* Work request *
Please name the marketing company run by Juergen Klingenberg and his partners, according to the coworking article below.

--- Passage provided Enclosed Below ---

Updated: September 7, 2022 – 10:43 PM
Published: September 7, 2022 – 6:58 PM
Co-working is bridging the gap between work-from-home and a return to traditional office space.
13 Investigates has been reporting on the way some businesses are in jeopardy as many people continue to work from home and downtowns across America have empty office space.
A new coworking space in Clifton Park is feeding a need for more spaces like it between Albany and Saratoga.
It’s called Hangr Coworks, since the owners hope businesses take off as they work there.
It started as a place for Juergen Klingenberg and his partners’ marketing company, Flight Creative Group, to give its clients — mostly small businesses that struggled to thrive in the pandemic.
“The majority of our clients that we have are small businesses, so by creating an environment that helps them grow, it also helps us stay in business. The main thing that the space here provides is the resources and the social aspect. It gets people out of their homes without forcing them back into a traditional office environment,” Klingenberg said.

--- End of Enclosed Passage provided ---
--- Available data Enclosed Below ---

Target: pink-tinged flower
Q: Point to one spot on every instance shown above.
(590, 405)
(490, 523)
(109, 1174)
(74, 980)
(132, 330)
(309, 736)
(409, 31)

--- End of Enclosed Available data ---
--- Available data Enclosed Below ---

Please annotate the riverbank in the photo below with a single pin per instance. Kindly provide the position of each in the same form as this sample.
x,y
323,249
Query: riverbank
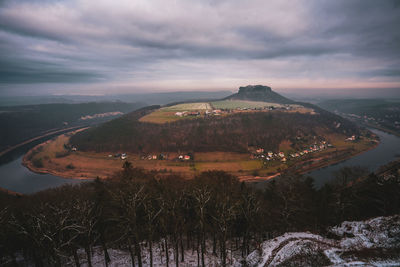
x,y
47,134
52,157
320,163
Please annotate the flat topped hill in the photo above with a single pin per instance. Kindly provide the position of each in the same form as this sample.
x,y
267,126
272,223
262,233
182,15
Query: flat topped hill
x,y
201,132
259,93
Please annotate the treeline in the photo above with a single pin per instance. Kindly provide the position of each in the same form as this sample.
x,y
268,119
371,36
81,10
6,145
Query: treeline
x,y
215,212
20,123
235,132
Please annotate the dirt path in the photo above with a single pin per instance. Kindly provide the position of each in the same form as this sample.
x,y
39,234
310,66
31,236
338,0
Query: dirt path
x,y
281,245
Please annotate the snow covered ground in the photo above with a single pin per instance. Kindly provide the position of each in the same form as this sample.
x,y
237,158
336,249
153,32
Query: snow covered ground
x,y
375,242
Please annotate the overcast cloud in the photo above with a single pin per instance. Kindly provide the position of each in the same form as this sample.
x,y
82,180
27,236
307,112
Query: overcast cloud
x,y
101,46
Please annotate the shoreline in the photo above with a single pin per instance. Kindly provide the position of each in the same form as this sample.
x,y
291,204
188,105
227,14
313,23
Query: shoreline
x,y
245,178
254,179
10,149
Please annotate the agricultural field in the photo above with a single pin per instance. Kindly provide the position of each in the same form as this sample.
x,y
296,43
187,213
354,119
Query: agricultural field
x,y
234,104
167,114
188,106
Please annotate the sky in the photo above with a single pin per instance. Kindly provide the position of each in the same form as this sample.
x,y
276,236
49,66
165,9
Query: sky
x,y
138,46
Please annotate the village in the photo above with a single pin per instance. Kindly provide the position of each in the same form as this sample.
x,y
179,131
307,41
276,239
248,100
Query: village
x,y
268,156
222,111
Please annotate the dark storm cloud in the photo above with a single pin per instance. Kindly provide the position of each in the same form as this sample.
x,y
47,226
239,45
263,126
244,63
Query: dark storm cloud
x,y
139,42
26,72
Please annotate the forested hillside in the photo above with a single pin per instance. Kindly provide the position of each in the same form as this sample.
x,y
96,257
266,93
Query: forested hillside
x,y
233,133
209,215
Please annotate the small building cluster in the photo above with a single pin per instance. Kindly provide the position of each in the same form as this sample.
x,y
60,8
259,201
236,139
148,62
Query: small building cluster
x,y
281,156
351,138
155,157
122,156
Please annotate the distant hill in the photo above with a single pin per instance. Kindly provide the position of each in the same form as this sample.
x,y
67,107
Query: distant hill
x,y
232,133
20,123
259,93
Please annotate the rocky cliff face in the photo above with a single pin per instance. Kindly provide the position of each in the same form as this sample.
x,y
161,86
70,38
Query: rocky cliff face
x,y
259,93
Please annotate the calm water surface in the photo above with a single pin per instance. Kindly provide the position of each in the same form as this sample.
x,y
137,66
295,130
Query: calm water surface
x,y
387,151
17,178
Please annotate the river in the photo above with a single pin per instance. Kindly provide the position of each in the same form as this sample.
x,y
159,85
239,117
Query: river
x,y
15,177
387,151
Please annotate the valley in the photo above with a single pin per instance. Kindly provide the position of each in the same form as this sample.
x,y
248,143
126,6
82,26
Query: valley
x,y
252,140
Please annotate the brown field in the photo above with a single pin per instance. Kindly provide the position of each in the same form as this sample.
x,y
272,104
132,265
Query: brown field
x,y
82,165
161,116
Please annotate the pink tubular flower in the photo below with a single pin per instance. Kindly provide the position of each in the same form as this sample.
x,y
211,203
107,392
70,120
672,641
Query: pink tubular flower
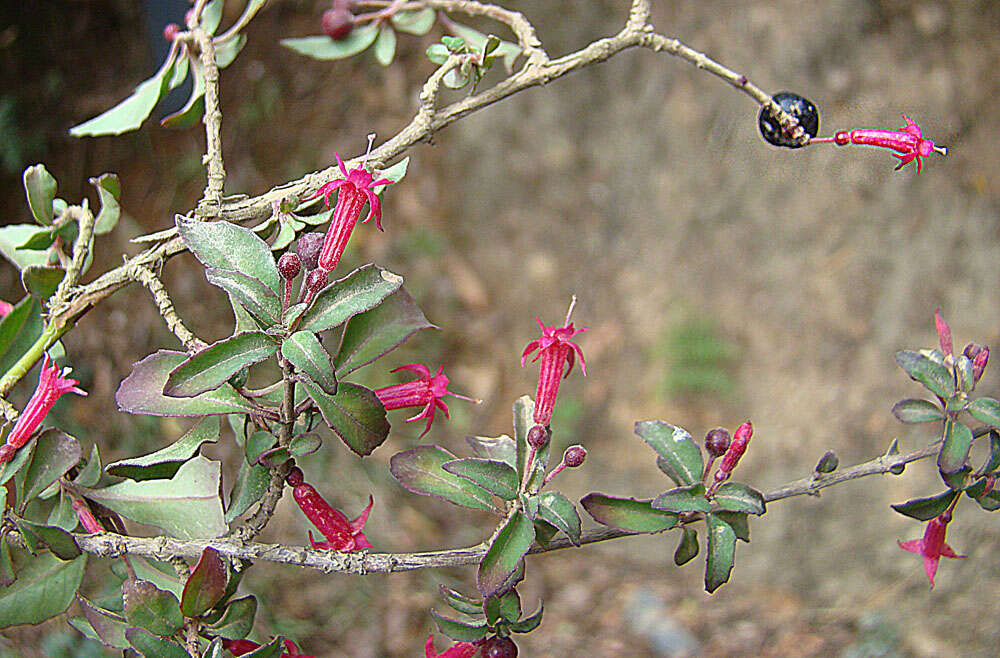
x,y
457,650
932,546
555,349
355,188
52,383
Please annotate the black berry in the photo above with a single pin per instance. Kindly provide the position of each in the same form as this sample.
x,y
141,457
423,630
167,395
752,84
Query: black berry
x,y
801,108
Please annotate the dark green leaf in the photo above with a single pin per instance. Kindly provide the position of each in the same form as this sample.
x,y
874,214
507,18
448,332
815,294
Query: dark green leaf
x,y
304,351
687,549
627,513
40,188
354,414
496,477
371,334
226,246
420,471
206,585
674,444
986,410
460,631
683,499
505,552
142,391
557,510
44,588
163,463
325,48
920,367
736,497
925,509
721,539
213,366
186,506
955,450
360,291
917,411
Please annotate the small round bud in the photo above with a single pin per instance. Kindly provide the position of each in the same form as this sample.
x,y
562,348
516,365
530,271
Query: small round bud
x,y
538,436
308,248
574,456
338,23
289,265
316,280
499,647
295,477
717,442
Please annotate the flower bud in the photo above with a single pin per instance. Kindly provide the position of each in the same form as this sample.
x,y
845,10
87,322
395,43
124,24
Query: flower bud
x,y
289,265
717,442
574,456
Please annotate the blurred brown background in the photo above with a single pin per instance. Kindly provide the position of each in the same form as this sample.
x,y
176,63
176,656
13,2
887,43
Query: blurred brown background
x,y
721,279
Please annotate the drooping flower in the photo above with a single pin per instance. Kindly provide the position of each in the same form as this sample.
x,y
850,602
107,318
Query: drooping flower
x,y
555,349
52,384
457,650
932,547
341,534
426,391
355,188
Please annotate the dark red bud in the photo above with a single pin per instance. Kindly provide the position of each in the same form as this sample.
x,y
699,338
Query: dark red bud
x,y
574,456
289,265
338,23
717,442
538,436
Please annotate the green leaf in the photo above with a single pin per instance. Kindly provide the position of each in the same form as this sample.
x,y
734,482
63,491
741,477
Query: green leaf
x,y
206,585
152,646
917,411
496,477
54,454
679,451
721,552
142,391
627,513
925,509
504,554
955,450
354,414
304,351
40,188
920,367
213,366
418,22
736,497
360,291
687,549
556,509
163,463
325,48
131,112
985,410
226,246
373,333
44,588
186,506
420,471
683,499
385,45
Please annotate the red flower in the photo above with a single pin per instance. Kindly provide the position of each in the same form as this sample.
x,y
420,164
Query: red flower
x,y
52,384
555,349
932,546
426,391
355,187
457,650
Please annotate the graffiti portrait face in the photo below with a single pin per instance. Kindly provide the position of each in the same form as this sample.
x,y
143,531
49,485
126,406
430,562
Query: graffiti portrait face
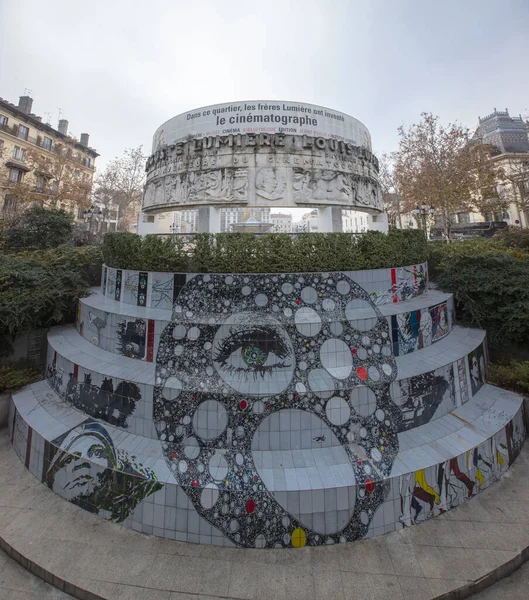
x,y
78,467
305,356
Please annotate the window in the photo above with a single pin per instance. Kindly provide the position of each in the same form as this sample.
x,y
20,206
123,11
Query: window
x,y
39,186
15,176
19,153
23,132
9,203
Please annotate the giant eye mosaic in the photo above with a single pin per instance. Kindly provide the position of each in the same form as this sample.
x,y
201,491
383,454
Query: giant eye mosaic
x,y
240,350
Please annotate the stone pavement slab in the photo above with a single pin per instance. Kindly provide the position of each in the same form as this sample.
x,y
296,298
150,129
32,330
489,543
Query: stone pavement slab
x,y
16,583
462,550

--- End of Enclosed Available data ---
--- Available data Enclosed Below ---

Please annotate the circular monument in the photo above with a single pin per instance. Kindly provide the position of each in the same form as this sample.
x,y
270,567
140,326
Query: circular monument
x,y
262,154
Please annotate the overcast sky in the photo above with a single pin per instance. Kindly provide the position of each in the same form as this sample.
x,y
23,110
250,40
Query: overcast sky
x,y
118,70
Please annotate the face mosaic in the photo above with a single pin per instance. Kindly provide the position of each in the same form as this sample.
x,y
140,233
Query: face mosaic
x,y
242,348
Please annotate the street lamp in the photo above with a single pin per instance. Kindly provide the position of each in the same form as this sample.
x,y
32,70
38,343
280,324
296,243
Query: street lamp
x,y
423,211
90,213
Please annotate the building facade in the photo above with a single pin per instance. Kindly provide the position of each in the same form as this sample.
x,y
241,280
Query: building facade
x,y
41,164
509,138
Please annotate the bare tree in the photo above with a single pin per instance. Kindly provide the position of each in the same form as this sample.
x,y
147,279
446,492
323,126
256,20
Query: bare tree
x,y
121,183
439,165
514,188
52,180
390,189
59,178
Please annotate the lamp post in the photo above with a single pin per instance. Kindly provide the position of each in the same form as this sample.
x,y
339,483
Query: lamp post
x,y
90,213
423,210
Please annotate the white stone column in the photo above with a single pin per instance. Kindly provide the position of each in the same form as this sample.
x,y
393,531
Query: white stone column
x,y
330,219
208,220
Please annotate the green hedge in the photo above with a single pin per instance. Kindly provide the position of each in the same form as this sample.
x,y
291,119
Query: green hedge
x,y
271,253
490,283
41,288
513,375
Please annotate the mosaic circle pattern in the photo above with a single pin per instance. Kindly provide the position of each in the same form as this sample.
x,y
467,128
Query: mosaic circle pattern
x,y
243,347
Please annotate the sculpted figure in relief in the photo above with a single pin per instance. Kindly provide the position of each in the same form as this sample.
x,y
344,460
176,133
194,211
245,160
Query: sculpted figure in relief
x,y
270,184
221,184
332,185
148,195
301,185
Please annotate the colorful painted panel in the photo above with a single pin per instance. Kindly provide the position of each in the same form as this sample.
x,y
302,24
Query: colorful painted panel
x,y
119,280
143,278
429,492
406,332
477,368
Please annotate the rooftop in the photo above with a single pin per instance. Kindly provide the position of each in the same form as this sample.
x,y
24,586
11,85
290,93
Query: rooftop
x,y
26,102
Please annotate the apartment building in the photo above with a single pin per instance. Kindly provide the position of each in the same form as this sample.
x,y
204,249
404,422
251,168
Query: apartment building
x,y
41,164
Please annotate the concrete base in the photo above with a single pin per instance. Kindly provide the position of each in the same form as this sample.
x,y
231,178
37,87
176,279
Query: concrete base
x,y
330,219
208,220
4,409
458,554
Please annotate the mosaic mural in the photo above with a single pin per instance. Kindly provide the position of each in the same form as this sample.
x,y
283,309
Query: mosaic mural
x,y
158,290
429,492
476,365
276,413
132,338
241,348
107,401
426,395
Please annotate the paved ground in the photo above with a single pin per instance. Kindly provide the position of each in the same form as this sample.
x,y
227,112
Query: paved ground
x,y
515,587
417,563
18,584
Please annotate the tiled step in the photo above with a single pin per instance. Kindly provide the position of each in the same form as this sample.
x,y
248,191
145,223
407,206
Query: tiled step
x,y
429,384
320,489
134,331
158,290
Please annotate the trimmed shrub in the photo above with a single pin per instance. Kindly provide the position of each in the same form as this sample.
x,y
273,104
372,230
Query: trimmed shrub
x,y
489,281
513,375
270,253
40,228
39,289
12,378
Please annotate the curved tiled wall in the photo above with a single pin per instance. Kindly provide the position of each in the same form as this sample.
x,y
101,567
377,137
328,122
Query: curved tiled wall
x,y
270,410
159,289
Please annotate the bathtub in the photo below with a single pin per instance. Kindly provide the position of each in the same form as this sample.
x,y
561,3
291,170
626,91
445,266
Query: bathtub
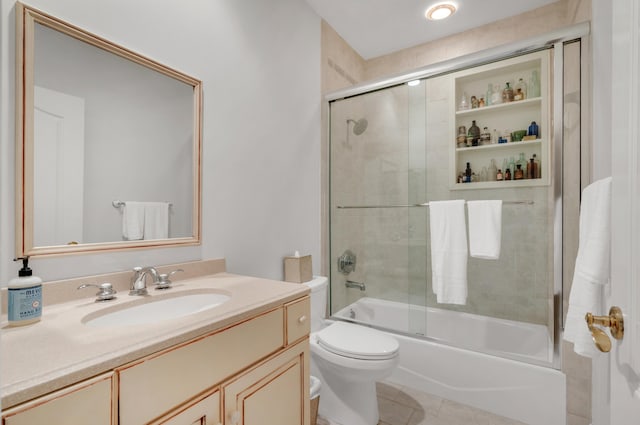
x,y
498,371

--- End of Enclosed Available data ---

* Task result *
Flight Creative Group